Excerpted text -
········
Following in Quantrill’s Footsteps
Lawrence Raid Article
On August 17th, dust kicked up throughout western Missouri into Kansas, only this time it wasn’t from Quantrill’s guerrillas riding into Lawrence. Instead, it was from two tour buses making their way along the route believed to be once taken by William Clarke Quantrill on his way to carry out one of the bloodiest massacres in Civil War history. Just as dawn approached on August 21, 1863, Quantrill and his men charged into Lawrence, Kansas and within only a few short hours they managed to destroy almost the entire town, leaving behind approximately 200 dead men and boys. In commemoration of the 150th anniversary of Quantrill’s raid on Lawrence, Kansas, a two-day bus tour gave the public the opportunity to see the route believed to be taken by Quantrill and to understand the terrain, heat, and obstacles the guerrillas had to overcome to get to Lawrence. Quantrill’s incredibly dangerous trek into Kansas was the result of a two and a half year continuous attack on Missourians by Kansas Jayhawkers and Redlegs. Women and children watched as their men were killed, heirlooms taken, houses burned, and on occasion they even fell victim to physical attacks. The Kansas City women’s prison collapse that occurred on August 13, 1863, killing five female relatives of the guerrillas, only made the attack on Lawrence bloodier. Neutrality wasn’t an option and if you were of Southern blood, you were targeted. The border war between Kansas and Missouri is much more than a rivalry between the University of Kansas and the University of Missouri, it was full of bloodshed.
At 8:00 a.m. on August 17, 2013, the tour began in Harrisonville, Missouri located in Cass County, one of the four counties destroyed by Brigadier General Thomas Ewing’s Order No. 11.
On August 25, 1863, in response to the Lawrence raid and at the demand of Kansas Senator General James Henry Lane, Ewing issued Order No. 11 which mandated an evacuation of all persons currently residing in Jackson, Cass, and Bates Counties, and part of Vernon County. Families were forced to leave their homes in 100 degree heat and most had to walk to the next county while watching the sick and elderly dying along the side of the road. Homes were immediately torched, animals were stolen or slaughtered, and anything of value was looted. In many cases homes were set on fire before families had time to gather their belongings. The Order destroyed 2,200 square miles which included approximately 280 farms and barns, 3,000 miles of rail fencing and eleven towns and villages. Nothing but black smoke hovered over the four counties, giving rise to the area later called the Burnt District. During the Civil War, the Burnt District had a population of approximately 20,000 people which dwindled to less than 5,000 after the Order was issued. All that is left of this terrible time period is the Burnt District Monument which was dedicated by the Cass County Historical Society on April 26, 2009.
········
Excerpted records -

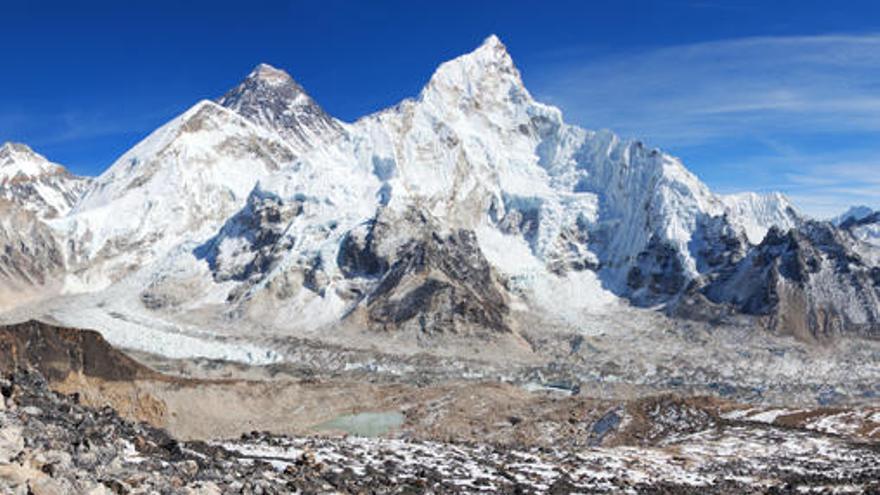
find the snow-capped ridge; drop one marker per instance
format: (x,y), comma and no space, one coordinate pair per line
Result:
(19,160)
(854,213)
(271,98)
(485,75)
(32,182)
(270,75)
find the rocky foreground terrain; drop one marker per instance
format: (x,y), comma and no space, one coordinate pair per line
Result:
(52,443)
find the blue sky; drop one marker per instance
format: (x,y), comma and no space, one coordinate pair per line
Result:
(751,95)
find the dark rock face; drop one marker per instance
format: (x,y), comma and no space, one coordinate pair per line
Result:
(57,351)
(808,281)
(30,255)
(437,285)
(260,225)
(657,275)
(271,98)
(357,255)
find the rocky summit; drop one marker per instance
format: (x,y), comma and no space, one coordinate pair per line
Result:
(459,293)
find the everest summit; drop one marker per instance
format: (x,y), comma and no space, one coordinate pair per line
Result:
(469,210)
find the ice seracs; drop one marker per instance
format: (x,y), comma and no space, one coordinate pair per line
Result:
(262,206)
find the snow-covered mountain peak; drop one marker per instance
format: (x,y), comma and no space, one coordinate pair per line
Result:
(477,80)
(18,161)
(854,213)
(269,97)
(755,213)
(271,75)
(30,181)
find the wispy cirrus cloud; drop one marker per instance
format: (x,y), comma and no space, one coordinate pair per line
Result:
(798,114)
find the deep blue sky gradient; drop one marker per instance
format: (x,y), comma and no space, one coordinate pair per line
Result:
(84,81)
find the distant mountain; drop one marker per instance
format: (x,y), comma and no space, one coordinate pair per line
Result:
(855,213)
(30,181)
(458,211)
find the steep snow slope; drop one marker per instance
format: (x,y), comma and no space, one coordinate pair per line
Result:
(470,199)
(271,98)
(549,203)
(855,213)
(178,184)
(756,213)
(32,182)
(810,282)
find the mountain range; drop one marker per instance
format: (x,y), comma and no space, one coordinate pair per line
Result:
(471,210)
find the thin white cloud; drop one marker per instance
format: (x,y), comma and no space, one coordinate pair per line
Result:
(781,98)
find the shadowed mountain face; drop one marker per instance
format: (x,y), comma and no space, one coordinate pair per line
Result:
(56,352)
(261,205)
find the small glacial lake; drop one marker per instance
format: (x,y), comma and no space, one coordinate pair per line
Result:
(368,424)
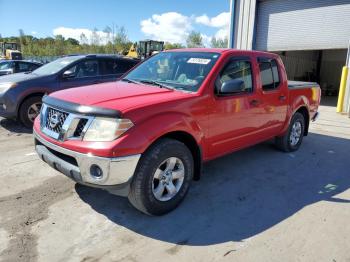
········
Exercise brief - From the Lawrence raid article, reproduce word for word the part that opens with "At 8:00 a.m." and closes with "Order No. 11.".

Task output -
At 8:00 a.m. on August 17, 2013, the tour began in Harrisonville, Missouri located in Cass County, one of the four counties destroyed by Brigadier General Thomas Ewing’s Order No. 11.